• [Records for this exercise]:

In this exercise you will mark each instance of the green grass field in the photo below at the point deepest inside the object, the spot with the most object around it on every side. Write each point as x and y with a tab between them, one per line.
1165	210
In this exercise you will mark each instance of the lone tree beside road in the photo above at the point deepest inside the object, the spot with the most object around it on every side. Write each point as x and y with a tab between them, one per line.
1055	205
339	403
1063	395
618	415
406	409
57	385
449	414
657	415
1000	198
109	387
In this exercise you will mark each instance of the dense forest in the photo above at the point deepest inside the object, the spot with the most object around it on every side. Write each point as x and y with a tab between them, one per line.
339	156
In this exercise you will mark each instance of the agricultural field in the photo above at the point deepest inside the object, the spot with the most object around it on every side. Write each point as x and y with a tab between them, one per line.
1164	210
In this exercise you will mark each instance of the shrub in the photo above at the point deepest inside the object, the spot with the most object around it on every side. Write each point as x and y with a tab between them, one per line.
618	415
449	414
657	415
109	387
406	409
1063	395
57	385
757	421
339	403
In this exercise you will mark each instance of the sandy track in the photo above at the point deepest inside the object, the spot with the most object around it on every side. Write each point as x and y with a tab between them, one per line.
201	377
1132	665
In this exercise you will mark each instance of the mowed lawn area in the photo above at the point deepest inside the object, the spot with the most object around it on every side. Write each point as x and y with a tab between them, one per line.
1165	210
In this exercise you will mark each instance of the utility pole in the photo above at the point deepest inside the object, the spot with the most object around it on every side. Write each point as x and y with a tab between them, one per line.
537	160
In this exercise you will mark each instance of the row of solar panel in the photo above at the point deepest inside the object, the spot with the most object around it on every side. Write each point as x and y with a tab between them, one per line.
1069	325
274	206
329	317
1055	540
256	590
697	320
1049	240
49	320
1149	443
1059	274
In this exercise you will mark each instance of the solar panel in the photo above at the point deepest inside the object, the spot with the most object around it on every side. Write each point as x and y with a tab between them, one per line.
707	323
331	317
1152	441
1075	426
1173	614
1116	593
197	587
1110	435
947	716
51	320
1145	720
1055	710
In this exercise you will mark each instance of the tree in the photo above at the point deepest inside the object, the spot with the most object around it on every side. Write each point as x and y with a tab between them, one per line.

• [Given task]: Please reproduce the material above from the line containing "In this exercise you will mark each instance of the solar" through its last line, keeping every line, and add -45 to each x and y coordinate.

• [Output for this exercise]:
In this exercise you will mark each instance of the solar panel in the photo above at the point deepest inside the object, the spot with the most object around it on every side. Write each point as x and y with a tab between them, one per line.
662	278
286	272
1107	396
1030	381
1128	569
1071	548
152	542
1065	390
902	671
6	275
1100	675
1010	665
In this exercise you will mark each instance of the tree in the photo above at the point deepest inside the object, the spot with the most object around it on every side. Write each point as x and y with a tab between them, one per line.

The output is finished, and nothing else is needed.